Give back the whole listing exactly as shown.
___ DATA FOR PROCESSING ___
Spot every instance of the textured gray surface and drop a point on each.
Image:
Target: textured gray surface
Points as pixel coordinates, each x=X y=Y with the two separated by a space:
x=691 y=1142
___
**OUTPUT:**
Spot every instance of the textured gray surface and drop a point on each.
Image:
Target: textured gray surface
Points as pixel coordinates, each x=X y=Y with the two separated by a space:
x=691 y=1142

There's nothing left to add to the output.